Five crimson doves
Helena, 22 May 2026
Spring flowers are blooming across Wisconsin now, and thankfully my garden has not disappointed this year. Among the beauties of the season, my garden favorite is undoubtedly the Glockeblumm ‘columbine’ (Aquilegia vulgaris).
Glockeblumm ‘columbine’ (Aquilegia vulgaris)
There’s something magical about the Glockeblumm. The flowers sway gently in the breeze like tiny lanterns or bells, which explains why we Pennsylvania Dutch call it “bell flower.” There are, in my opinion, even better names for columbines regionally in the United States. Here in Wisconsin, they call them “firecrackers,” a lively and fitting name for the bright blossoms. But my favorite dialect names come from New England: “rock bells,” “five crimson doves,” and “meetinghouses.” Each name captures not only the appearance of the flowers, but also something of the communities and imaginations of the people who loved them.
People love the Glockeblumm on both sides of the Atlantic. There are Old and New World varieties with the Old Word varieties coming into Pennsylvania from, among others, the Moravians in the 18th century. Apothecary and printer Christopher Sauer (1721–1784) cultivated the European Glockeblumm in his own garden and valued it as medicine and ornament.
As I admire the columbines blooming in my garden now, I find myself thinking back to childhood. Some of my happiest memories are of wandering into the woods with a stack of nature books tucked under my arm. I am happiest as a curious person and would spend hours trying to identify every bird and plant I saw and learn more about them, not to catalog them, but to tie together names, colors, smells, movements. To learn the name of a bird or flower is to begin a relationship with it. A treasured possession is my old bird book, inscribed by my mother in careful handwriting and dated May 13, 1989, when I was a wee six years old. Even now, opening its worn pages brings back the excitement of discovery.

────────────────────

Task item A -
In the columbine piece, what do people in Wisconsin call columbines?
Task item B -
Resume the columbine piece, picking up after its final sentence.
The listing is separate material, not part of the columbine piece.

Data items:

────────────────────

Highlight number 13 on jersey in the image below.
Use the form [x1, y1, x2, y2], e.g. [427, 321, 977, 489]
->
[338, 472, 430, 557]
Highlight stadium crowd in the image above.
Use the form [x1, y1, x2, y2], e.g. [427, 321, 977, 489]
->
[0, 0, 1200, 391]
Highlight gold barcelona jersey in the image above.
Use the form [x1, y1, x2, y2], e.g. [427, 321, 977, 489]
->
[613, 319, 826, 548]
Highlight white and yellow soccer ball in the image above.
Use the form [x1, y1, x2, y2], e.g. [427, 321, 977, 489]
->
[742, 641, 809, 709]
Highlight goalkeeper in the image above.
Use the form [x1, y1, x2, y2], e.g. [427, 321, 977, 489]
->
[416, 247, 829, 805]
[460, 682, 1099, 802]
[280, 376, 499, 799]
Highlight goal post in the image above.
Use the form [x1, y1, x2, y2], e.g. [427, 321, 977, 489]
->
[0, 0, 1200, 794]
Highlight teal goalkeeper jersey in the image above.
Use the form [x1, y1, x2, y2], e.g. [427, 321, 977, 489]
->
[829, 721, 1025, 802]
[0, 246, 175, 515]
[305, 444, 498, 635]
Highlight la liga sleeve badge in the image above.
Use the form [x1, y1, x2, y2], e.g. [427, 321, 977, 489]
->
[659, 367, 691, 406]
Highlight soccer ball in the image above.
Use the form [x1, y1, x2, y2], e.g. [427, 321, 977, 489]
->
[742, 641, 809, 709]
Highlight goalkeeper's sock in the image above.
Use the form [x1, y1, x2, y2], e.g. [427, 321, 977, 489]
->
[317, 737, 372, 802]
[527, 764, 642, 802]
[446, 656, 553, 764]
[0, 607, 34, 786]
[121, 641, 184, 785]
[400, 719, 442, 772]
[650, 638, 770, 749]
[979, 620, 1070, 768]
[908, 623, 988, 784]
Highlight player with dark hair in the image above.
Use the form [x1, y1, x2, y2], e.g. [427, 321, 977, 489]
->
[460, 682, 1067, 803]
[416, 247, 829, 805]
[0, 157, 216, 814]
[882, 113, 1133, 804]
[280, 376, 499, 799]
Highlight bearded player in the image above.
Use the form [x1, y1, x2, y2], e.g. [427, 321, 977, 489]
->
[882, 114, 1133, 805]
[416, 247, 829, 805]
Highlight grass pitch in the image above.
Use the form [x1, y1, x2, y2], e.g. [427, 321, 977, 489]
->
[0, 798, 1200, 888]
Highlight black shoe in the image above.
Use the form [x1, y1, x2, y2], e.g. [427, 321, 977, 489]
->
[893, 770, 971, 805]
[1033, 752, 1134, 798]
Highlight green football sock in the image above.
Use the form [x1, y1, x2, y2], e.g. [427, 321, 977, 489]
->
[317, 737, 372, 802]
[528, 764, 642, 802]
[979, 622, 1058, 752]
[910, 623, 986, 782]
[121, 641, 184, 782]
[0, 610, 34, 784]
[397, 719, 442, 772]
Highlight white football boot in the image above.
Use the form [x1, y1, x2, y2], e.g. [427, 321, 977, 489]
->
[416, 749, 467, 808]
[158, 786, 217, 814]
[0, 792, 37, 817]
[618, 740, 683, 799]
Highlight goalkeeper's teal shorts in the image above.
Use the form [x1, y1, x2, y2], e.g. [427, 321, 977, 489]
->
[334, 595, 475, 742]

────────────────────

Response A -
Firecrackers.

Response B -
This all reminds me of the poem “Learning the Names” by Mennonite poet Julia Spicher Kasdorf. Its about learning to know nature and spending time with her father. She writes: “Sunday afternoons we learned to love nature by naming it.” Glockeblumme are certainly pretty blooms in my garden, but they connect to memory, folk tradition, poetry, and more. Make some time to learn to know and love nature by naming it for a start, then get more curious. Listen to the birds, trace the petals of the wildflowers with your eyes, and perhaps pick up a book of poetry along the way. I highly recommend reading Julia’s poem “Learning the Names” in her collection Eve’s Striptease.
And for anyone interested in Christopher Sauer’s columbines in his herbal, check out the new edition translated and edited by William Woys Weaver: Sauer’s Herbal Cures: America’s First Book of Botanic Healing.